- _SET PROBLEM_: Copy every line of the data exactly, leaving nothing out.

(Entries from a pointing dataset)
## begin

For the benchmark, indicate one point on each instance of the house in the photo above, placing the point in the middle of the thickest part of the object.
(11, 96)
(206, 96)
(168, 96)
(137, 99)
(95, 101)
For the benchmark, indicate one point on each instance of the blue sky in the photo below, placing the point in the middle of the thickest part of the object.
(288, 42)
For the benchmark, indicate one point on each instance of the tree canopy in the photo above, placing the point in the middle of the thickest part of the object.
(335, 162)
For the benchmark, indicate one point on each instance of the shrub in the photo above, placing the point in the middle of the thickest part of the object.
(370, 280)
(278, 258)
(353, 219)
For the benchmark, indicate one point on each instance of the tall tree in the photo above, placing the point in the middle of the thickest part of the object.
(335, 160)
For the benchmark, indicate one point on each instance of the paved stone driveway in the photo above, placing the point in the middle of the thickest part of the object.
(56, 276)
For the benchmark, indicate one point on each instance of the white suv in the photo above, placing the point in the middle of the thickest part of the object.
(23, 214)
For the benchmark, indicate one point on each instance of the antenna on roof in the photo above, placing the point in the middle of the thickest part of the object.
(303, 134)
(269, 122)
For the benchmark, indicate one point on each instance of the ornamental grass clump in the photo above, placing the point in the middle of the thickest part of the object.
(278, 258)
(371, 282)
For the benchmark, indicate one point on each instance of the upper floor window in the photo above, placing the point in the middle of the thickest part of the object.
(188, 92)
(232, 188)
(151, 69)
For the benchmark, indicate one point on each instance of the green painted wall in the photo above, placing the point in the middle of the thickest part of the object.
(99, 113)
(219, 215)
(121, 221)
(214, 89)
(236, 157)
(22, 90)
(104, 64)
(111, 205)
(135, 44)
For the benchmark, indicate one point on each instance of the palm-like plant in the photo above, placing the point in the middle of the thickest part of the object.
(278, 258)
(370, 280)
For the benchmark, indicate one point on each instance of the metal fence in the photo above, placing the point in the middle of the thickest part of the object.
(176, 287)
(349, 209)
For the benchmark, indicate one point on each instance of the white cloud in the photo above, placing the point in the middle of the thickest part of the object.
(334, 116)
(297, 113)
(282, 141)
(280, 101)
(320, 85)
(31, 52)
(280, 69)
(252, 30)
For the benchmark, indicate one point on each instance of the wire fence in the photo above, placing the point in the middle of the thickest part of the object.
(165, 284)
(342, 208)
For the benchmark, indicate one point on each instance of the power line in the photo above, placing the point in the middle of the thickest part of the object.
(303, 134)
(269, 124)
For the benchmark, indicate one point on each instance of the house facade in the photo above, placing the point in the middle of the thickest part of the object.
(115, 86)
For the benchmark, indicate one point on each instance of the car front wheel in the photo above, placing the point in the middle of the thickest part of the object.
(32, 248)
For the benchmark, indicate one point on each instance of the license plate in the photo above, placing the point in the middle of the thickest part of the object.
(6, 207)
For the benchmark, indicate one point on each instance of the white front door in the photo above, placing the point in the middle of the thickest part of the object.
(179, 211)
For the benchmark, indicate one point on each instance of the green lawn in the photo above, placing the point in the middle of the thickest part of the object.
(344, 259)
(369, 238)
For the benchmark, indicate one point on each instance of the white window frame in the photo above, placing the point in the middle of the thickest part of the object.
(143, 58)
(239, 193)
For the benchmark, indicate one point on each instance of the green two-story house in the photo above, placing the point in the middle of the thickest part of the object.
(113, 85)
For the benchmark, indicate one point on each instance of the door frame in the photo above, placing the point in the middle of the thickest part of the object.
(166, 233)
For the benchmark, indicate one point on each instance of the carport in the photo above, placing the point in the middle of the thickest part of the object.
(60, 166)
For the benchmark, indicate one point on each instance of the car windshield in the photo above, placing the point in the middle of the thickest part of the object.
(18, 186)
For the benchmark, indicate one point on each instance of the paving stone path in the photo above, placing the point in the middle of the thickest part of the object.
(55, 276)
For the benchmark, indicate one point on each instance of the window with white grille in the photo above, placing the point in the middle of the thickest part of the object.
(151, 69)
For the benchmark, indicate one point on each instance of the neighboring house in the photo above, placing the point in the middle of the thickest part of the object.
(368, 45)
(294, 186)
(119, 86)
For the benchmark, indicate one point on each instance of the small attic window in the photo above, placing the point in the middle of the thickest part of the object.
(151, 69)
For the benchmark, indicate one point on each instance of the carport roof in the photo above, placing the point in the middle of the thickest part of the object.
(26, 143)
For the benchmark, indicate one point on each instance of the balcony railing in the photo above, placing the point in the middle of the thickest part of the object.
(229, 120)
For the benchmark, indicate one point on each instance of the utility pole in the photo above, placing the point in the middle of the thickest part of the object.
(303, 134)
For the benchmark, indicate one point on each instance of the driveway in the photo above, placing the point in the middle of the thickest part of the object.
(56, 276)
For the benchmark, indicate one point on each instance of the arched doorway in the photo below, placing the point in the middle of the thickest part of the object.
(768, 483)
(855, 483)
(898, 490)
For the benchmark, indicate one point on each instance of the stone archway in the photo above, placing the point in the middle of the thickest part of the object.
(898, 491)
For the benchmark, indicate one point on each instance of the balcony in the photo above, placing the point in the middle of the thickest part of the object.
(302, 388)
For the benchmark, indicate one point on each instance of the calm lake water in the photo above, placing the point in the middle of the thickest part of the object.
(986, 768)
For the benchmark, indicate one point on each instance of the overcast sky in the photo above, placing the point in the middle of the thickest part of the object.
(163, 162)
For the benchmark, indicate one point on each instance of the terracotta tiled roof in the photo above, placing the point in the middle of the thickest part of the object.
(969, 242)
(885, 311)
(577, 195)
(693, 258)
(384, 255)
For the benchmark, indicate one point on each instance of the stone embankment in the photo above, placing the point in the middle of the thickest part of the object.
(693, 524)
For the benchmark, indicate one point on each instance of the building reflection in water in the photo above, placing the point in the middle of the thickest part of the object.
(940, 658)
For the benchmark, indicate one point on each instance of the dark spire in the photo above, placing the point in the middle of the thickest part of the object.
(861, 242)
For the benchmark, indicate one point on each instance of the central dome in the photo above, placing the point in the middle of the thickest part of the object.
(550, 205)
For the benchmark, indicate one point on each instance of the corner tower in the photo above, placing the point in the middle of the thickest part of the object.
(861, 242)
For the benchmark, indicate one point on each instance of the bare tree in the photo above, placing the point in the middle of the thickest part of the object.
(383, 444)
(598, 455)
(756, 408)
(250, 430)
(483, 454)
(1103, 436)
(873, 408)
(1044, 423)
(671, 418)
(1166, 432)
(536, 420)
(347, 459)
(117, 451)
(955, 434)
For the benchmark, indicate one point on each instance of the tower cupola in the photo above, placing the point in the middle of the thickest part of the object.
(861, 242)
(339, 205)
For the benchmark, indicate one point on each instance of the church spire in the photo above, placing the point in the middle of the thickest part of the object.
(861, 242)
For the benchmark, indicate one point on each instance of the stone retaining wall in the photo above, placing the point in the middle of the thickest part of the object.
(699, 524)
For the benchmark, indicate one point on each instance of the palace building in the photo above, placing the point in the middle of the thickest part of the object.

## end

- _EXERCISE RESULT_:
For the benchmark, indicate one point on each instance of the house in the photo above, placing the point in the middle of the thickest part of the object.
(11, 96)
(206, 96)
(168, 96)
(137, 99)
(95, 101)
For the benchmark, indicate one point on each instance of the blue sky in the photo below, placing the point in the middle of the thickest part of the object.
(288, 42)
For the benchmark, indicate one point on each instance of the tree canopy in the photo above, placing the point in the middle of the thickest part of the object.
(335, 162)
For the benchmark, indicate one point on each instance of the shrub in the photo above, placing the point in the middle of the thickest part of the object.
(370, 280)
(278, 258)
(353, 219)
For the benchmark, indicate one point on each instance of the tall tree in the photo above, placing the point in the middle of the thickest part of the object.
(335, 160)
For the benchmark, indicate one point on each instance of the paved stone driveway in the photo above, placing the point in the middle of the thickest part of the object.
(56, 276)
For the benchmark, indicate one point on each instance of the white suv in the photo above, placing the point in the middle of the thickest part of the object.
(23, 214)
For the benchmark, indicate one point on each instance of the antenna on roof in the photo above, placing the point in the middle of the thickest part of the object.
(303, 134)
(269, 122)
For the benchmark, indicate one point on each instance of the ornamental grass clump in the photo above, placing the point in the middle of the thickest part of the object.
(278, 258)
(371, 282)
For the benchmark, indicate one point on each instance of the upper floor window in the photo above, placing the point in the middle of the thickest part of the object.
(188, 92)
(232, 188)
(151, 69)
For the benchmark, indicate one point on each instance of the green painted wall in the photo above, placing the point in the middle of the thickest part of the object.
(99, 113)
(219, 215)
(121, 221)
(214, 89)
(236, 157)
(22, 90)
(104, 64)
(111, 205)
(135, 44)
For the benchmark, indicate one point on each instance of the palm-like plant in the photo above, placing the point in the middle of the thickest part of the object.
(278, 258)
(370, 280)
For the benchmark, indicate one point on each instance of the metal fence in the photo above, placing the point in the middle of the thickest part of the object.
(176, 287)
(349, 209)
For the benchmark, indicate one point on each instance of the white cloud in the photo above, placing the point in the middle of the thickest part of the object.
(334, 116)
(297, 113)
(282, 141)
(280, 101)
(320, 85)
(31, 52)
(280, 69)
(252, 30)
For the benchmark, indicate one point on each instance of the wire fence in the photo above, placing the point in the middle of the thickest part of the object.
(165, 284)
(342, 208)
For the benchmark, indicate one point on each instance of the power line in the photo above, placing the point in the middle of the thickest part of the object.
(303, 134)
(269, 124)
For the benchmark, indicate one point on each instance of the house facade in the photo above, placing the point in the middle of the thickest part of the object.
(115, 86)
For the benchmark, indicate one point on each instance of the car front wheel in the photo above, placing the point in the middle of the thickest part of the object.
(32, 248)
For the benchmark, indicate one point on each instance of the license plate in the photo above, placing the point in the middle of the thickest part of the object.
(6, 207)
For the benchmark, indicate one point on each instance of the white front door in the photo above, placing the point in the middle of the thickest part of the object.
(179, 211)
For the benchmark, indicate one point on each instance of the green lawn in the photo above, placing the point in the middle of the thickest part of the object.
(344, 259)
(369, 238)
For the benchmark, indicate one point on each instance of the white window frame in the photo above, placing the point in the middle of the thickest part of the object.
(143, 58)
(239, 193)
For the benchmark, indicate one point on each instance of the green two-story house in the photo above, placing the point in the middle of the thickest part of the object.
(113, 85)
For the benchmark, indicate one point on each instance of the door frame in the photo above, placing the point in the middle of the thickest part of the object.
(166, 233)
For the benchmark, indicate one point on each instance of the carport in the photo above, placing the point in the middle of the thickest part of the object.
(60, 166)
For the benchmark, indicate one point on each instance of the car windshield in the photo above, placing the point in the middle of the thickest part of the object.
(18, 186)
For the benchmark, indicate one point on each instance of the paving stone path in the photo above, placing the point in the middle of the thickest part of the object.
(55, 276)
For the benchmark, indicate one point on each instance of the window with white grille in the photo above, placing the point in the middle of the thickest part of the object.
(151, 69)
For the benchmark, indicate one point on each instance of the neighboring house in the photo above, placing the point in the middle of the thickest part of the object.
(368, 45)
(294, 186)
(119, 86)
For the benchmark, indicate one point on each instance of the small attic window in the photo above, placing the point in the middle of the thickest part of the object.
(151, 69)
For the benchmark, indicate one point on each instance of the carport roof in the photo above, placing the point in the middle of the thickest part of the object.
(26, 143)
For the benchmark, indicate one point on each instance of the balcony railing in the photo above, placing the point in the middle of the thickest part of the object.
(229, 120)
For the benchmark, indicate one point on each instance of the utility pole in the photo above, placing the point in the middle of the thickest part of the object.
(303, 134)
For the benchmark, indicate one point on each instance of the driveway in the photo above, placing the point in the middle of the thickest part of the object.
(56, 276)
For the benchmark, indicate one point on each instance of the arched doorway in the photo below, placing the point in the middle of the thickest part of the object.
(768, 483)
(855, 483)
(898, 490)
For the benchmark, indicate one point on each instance of the stone archway in the photo above, placing the point in the middle of the thickest part of the object.
(898, 491)
For the benchmark, indicate one point on each instance of the balcony in the photo above, placing the point in the middle of the thickest part of the object.
(302, 388)
For the benchmark, indicate one point on each instance of the calm lake water in the photo above, placing the point in the middle of the thickest part of the object.
(986, 768)
For the benchmark, indicate one point on each instance of the overcast sky in the photo above, placing the point in the middle of the thickest part of the object.
(163, 162)
For the benchmark, indicate one point on each instance of the terracotta tiled roof in the photo above, placing the point in the middle of the thickest part of the object.
(969, 242)
(885, 311)
(577, 195)
(693, 258)
(384, 255)
For the benchmark, indicate one point on each instance of the stone embankment in the photo above, placing the point in the middle of the thickest part of the object.
(693, 524)
For the benchmark, indicate one point on each instance of the building reflection in water in the photo above, placing the point in the middle of the thickest part of the object.
(940, 658)
For the benchmark, indicate one point on each instance of the dark spire in the photo above, placing the point in the middle of the thickest part of the object.
(861, 242)
For the benchmark, indicate one point on each instance of the central dome in the photo above, placing the point in the middle of the thickest part of the object.
(550, 205)
For the benchmark, indicate one point on each instance of the corner tower in the photo above, placing the point in the middle of the thickest part of the object.
(861, 242)
For the benchmark, indicate one point on each instance of the bare tree in the photo above, placing the point in the middle of the thickest part of the object.
(383, 444)
(598, 455)
(756, 408)
(250, 430)
(483, 454)
(1103, 436)
(873, 408)
(1044, 423)
(671, 418)
(1166, 432)
(536, 420)
(347, 459)
(117, 451)
(955, 434)
For the benchmark, indicate one point on each instance of the tower cupola in the photo above, placing the point in the middle of the thickest part of the object.
(861, 242)
(339, 205)
For the benchmark, indicate one point on each instance of the church spire in the photo above, placing the point in the middle of the thickest part of the object.
(861, 242)
For the benchmark, indicate one point on each instance of the stone retaining wall in the photo above, placing the point in the middle of the thickest part of the object.
(699, 524)
For the benchmark, indicate one point on each instance of the palace building in the photo above, placing the point in the middle of the thickest part of the object.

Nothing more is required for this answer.